Exercise details »
Print the data below exactly, but only the lines from the one containing "Target: whiteboard" down to the one containing "Target: plastic bag", inclusive.

Supplied data »
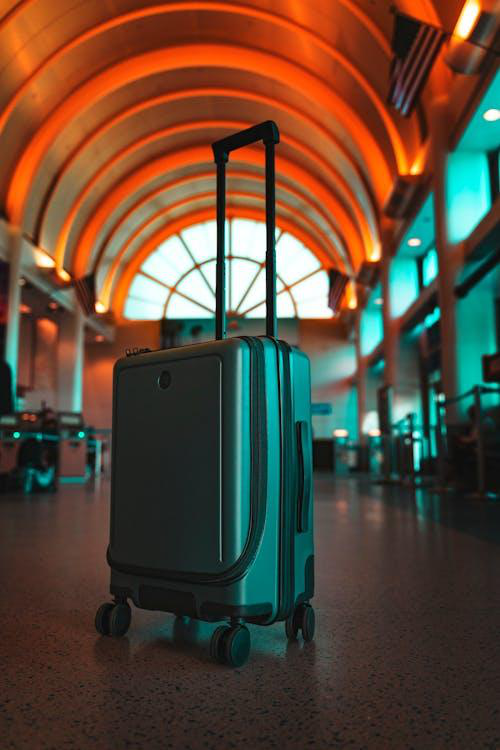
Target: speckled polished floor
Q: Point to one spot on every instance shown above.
(407, 653)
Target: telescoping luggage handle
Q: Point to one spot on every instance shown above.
(268, 133)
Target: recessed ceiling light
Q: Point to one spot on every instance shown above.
(340, 433)
(63, 275)
(491, 115)
(467, 19)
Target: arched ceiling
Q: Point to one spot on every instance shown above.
(108, 110)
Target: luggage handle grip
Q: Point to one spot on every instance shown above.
(268, 133)
(305, 475)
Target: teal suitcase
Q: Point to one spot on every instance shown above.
(211, 488)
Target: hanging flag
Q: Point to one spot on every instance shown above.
(85, 293)
(338, 283)
(415, 46)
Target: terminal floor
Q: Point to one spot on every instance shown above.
(407, 653)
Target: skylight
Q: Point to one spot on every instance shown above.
(178, 279)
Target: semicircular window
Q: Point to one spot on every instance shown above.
(178, 279)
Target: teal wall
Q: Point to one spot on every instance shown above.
(372, 323)
(476, 329)
(468, 195)
(403, 284)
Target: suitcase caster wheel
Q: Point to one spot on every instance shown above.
(216, 644)
(236, 646)
(303, 618)
(113, 619)
(307, 620)
(119, 619)
(291, 627)
(102, 618)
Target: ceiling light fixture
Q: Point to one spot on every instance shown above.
(63, 275)
(467, 19)
(340, 433)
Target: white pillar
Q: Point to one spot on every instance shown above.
(70, 352)
(360, 379)
(13, 302)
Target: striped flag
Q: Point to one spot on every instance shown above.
(338, 282)
(85, 293)
(415, 46)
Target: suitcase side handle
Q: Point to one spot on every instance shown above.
(305, 475)
(268, 133)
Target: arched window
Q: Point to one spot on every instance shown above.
(178, 279)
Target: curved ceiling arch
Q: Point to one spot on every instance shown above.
(182, 57)
(202, 155)
(342, 210)
(357, 185)
(119, 289)
(169, 186)
(310, 234)
(206, 6)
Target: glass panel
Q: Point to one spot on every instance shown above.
(284, 306)
(468, 193)
(257, 293)
(209, 273)
(293, 260)
(249, 239)
(242, 272)
(178, 307)
(136, 309)
(259, 312)
(313, 288)
(403, 284)
(314, 308)
(194, 286)
(175, 255)
(144, 288)
(159, 267)
(202, 240)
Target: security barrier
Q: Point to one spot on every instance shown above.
(484, 452)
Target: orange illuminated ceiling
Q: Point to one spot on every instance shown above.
(107, 112)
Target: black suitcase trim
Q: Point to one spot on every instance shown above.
(258, 490)
(287, 536)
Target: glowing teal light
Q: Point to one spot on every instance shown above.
(468, 194)
(404, 288)
(372, 323)
(430, 266)
(433, 317)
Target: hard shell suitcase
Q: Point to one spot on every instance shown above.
(211, 489)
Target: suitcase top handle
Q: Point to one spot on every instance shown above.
(268, 133)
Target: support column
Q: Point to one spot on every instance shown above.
(13, 302)
(390, 326)
(70, 352)
(360, 379)
(447, 269)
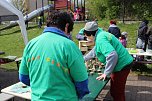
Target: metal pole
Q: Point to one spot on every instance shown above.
(77, 3)
(43, 11)
(67, 4)
(36, 8)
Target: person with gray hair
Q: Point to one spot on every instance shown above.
(113, 55)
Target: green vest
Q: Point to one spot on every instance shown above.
(53, 63)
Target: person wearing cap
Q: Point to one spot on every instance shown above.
(142, 38)
(52, 63)
(123, 39)
(113, 55)
(113, 29)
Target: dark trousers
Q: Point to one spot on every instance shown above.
(118, 82)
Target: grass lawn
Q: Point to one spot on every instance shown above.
(11, 41)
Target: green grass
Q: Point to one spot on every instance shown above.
(11, 41)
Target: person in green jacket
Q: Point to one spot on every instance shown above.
(52, 63)
(116, 58)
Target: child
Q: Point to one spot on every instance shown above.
(123, 39)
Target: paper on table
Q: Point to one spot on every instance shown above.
(20, 88)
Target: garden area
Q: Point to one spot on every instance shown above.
(12, 42)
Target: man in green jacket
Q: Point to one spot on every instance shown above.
(52, 63)
(116, 58)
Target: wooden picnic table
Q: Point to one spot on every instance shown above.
(21, 91)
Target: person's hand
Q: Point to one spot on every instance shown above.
(101, 77)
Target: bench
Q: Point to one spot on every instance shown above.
(6, 97)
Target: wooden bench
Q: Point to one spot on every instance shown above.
(6, 97)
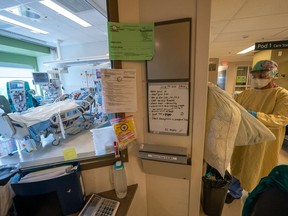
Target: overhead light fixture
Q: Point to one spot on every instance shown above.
(15, 22)
(247, 50)
(64, 12)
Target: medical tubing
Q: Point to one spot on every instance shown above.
(61, 126)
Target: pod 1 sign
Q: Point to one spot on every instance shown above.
(271, 45)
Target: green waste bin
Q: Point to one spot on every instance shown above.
(215, 189)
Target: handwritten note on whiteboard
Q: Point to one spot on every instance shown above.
(168, 107)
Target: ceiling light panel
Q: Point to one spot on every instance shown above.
(65, 12)
(23, 25)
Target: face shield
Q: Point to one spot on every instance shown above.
(260, 79)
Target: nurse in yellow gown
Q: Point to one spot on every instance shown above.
(269, 104)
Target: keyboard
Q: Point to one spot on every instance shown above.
(100, 206)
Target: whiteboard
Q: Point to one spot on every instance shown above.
(168, 107)
(171, 60)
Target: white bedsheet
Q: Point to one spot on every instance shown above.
(43, 113)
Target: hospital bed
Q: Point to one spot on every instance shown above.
(59, 119)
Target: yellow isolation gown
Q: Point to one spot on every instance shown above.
(252, 162)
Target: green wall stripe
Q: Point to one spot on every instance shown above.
(23, 45)
(19, 59)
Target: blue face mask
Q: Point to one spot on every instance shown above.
(260, 83)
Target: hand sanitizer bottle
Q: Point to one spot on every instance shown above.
(119, 178)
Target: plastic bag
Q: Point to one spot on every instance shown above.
(214, 179)
(6, 198)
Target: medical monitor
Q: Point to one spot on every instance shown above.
(17, 85)
(40, 78)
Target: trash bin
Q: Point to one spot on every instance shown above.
(215, 189)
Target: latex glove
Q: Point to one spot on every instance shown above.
(253, 113)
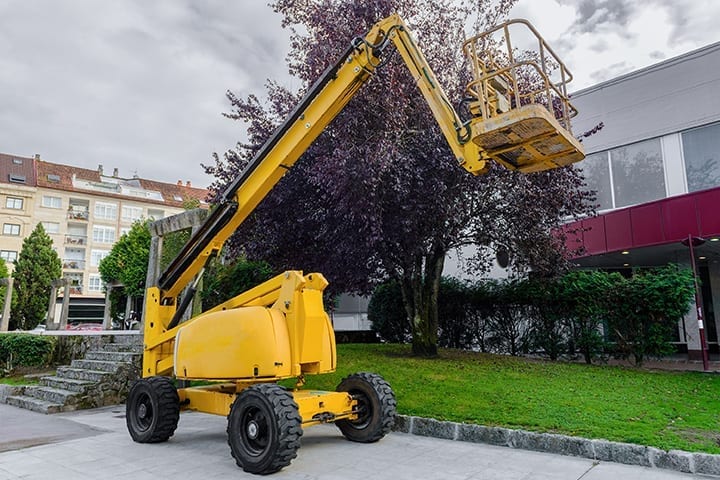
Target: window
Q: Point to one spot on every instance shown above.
(96, 256)
(14, 202)
(596, 170)
(16, 178)
(51, 202)
(94, 283)
(11, 229)
(51, 227)
(103, 234)
(638, 174)
(130, 214)
(8, 255)
(156, 214)
(701, 150)
(107, 211)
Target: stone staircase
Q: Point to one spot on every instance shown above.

Output »
Target: whiteboard
Q: Point to one spot on every instance shown above.
(168, 107)
(171, 60)
Target: white bedsheet
Q: Point to one spot on every instance shown above.
(43, 113)
Target: hospital bed
Q: Point to one spot on every instance shown above.
(59, 119)
Target: yellow isolation gown
Q: Point to one spot on every instance shown above.
(252, 162)
Target: green wall stripe
Q: Point to one spot on every instance shown above.
(23, 45)
(19, 59)
Target: blue face mask
Q: Point to one spot on every instance shown above.
(260, 83)
Target: hand sanitizer bottle
Q: Point to one spot on every instance shown above.
(119, 178)
Target: plastic bag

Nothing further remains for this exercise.